→ PROBLEMA BREVE 1
Según la homilía sobre la Sagrada Familia, ¿cuáles son las tres grandes fiestas para las que la Torá prescribía presentarse en el templo?
→ PROBLEMA BREVE 2
Prolonga la homilía sobre la Sagrada Familia a partir del punto en que se detiene.

Se trata entonces de aprender a caminar, aprender a dar nuestros propios pasos, a veces pequeños, otras veces más grandes. Se trata de aprender a caminar con otros, a veces aprender a esperarlos en el camino y otras veces dejarnos ayudar en el camino. Se trata de volver a levantarnos una y otra vez cuando nos caemos. Se trata de descubrir que este camino es una peregrinación con Jesucristo hacia el hogar, hacia el Padre.
Y la buena noticia es que si podemos aprender a caminar, entonces también podemos aprender a vivir, podemos aprender a amar... Podemos aprender a caminar con otros...
De eso se trata este espacio, de las paradojas del camino de la vida, del anhelo de aprender a caminar, aprender a vivir, aprender a amar. Caminemos juntos!

lunes, 31 de diciembre de 2018

«Tu padre y yo te buscábamos»


Sagrada Familia de Jesús, María y José – Fiesta – Ciclo C

Lc 2, 41 – 52

«Tu padre y yo te buscábamos»

Queridos hermanos y hermanas:

            En el marco de la octava de Navidad, celebramos hoy la fiesta de la Sagrada Familia de Jesús, María y José. El evangelio de hoy (Lc 2, 41 – 52) nos presenta el pasaje que conocemos por la oración del Rosario como el misterio gozoso de la “pérdida y hallazgo del Niño en el Templo”.

            Al contemplar este pasaje evangélico quisiera invitarlos a que nos preguntemos ¿qué nos dice este relato sobre la vida cotidiana de la Sagrada Familia?

            Es como si descorriéramos un velo, o una cortina, y lográsemos entrar en el día a día de la Sagrada Familiar para contemplar –con los ojos de la fe- algo de la vida familiar y doméstica de Jesús, María y José.

«Los padres de Jesús iban todos los años a Jerusalén en la fiesta de la Pascua»

            El texto evangélico inicia diciéndonos que «los padres de Jesús iban todos los años a Jerusalén en la fiesta de Pascua.» Se trata la peregrinación al Templo de Jerusalén con ocasión de la Pascua judía. “La Torá prescribía que todo israelita debía presentarse en el templo para las tres grandes fiestas: Pascua, la fiesta de las Semanas y la fiesta de las Tiendas (cf. Ex 23,17; 34,23s; Dt 16,16s).”[1]

            Por lo tanto, vemos que “la familia de Jesús era piadosa, observaba la Ley.”[2] Se trata de una costumbre religiosa pero también de un verdadero acto de fe, pues, “la decisión de partir hacia el santuario ya es una confesión de fe, el caminar es un verdadero canto de esperanza, y la llegada es un encuentro de amor.”[3] ¡Cuánto habrá aprendido Jesús niño en estas peregrinaciones, en estas experiencias a la vez religiosas y familiares!

→ Fragmento de un archivo de datos
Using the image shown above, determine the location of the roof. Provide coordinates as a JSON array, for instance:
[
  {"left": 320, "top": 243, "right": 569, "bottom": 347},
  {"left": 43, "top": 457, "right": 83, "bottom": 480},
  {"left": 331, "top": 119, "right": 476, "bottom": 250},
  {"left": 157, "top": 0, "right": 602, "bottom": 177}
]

→ RESPUESTA 1
La Pascua, la fiesta de las Semanas y la fiesta de las Tiendas.

→ RESPUESTA 2
            El niño debe ir aprendiendo, de la mano de sus padres, a entrar y vivir en la fe del Pueblo de Dios. Debe ir conociendo, aprendiendo y  haciendo propia esta experiencia. Esto sólo es posible si es introducido en ella por sus propios padres, no sólo con palabras, sino sobre todo con su ejemplo y testimonio.

            Así vemos que lo han hecho José y María con Jesús, ¿cómo lo hacemos nosotros? ¿Qué enseñamos hoy a nuestros niños y jóvenes? ¿Qué experiencias de vida les brindamos?

«Creyendo que estaba en la caravana…»

            Sin duda que esta experiencia familiar es al mismo tiempo una profunda experiencia religiosa y de pertenencia a su pueblo. En la peregrinación nunca se camino solo, siempre vamos acompañados por una multitud de hombres y mujeres hermanados por la fe. Es también la experiencia de la Sagrada Familia. “La Sagrada Familia se inserta en esta gran comunidad en el camino hacia el templo y hacia Dios.”[4]

            Por el hecho de que José y María, al retornar de la peregrinación a Jerusalén suponían que Jesús estaba en medio de la caravana y entre sus parientes y conocidos (cf. Lc 2, 44), podemos ver que se trata de una familia plenamente inserta en su comunidad, en su historia, en su pueblo.

            Pertenecer a una familia es siempre –al mismo tiempo- pertenecer a un pueblo, es identidad, es vínculos y por ello es sentido de vida. Normalmente, perdemos identidad y sentimos un vacío existencial cuando no cultivamos esa pertenencia a nuestra familia y a nuestra comunidad. El arraigo, el compromiso, es lo que nos da libertad; la aparente libertad de nunca comprometerse y de nunca pertenecer a otros, sólo nos esclaviza en nuestro propio yo cerrado y en una búsqueda incesante de placer que nunca nos sacia.

            ¿Cuidamos hoy nuestros vínculos familiares y sociales? ¿Sentimos que nos pertenecemos los unos a los otros? ¿Sentimos que somos responsables los unos por los otros, y juntos, por el todo?

En esta línea de reflexiones, espero que aquellos que optan por la objeción de consciencia ante el servicio militar obligatorio, no se desentiendan de su responsabilidad social para con el país. Que la objeción no sea una excusa, sino una oportunidad. Todos juntos debemos aprender a hacernos cargo de nuestra vida en sociedad. Si no hacemos nuestro aporte personal al todo, todos perdemos.

«Tu padre y yo te buscábamos»

La Sagrada Familia con un pajarito.
Óleo sobre tela. Bartolomé Esteban Murillo, c. 1650.
Museo del Prado, Madrid, España.
Wikimedia Commons.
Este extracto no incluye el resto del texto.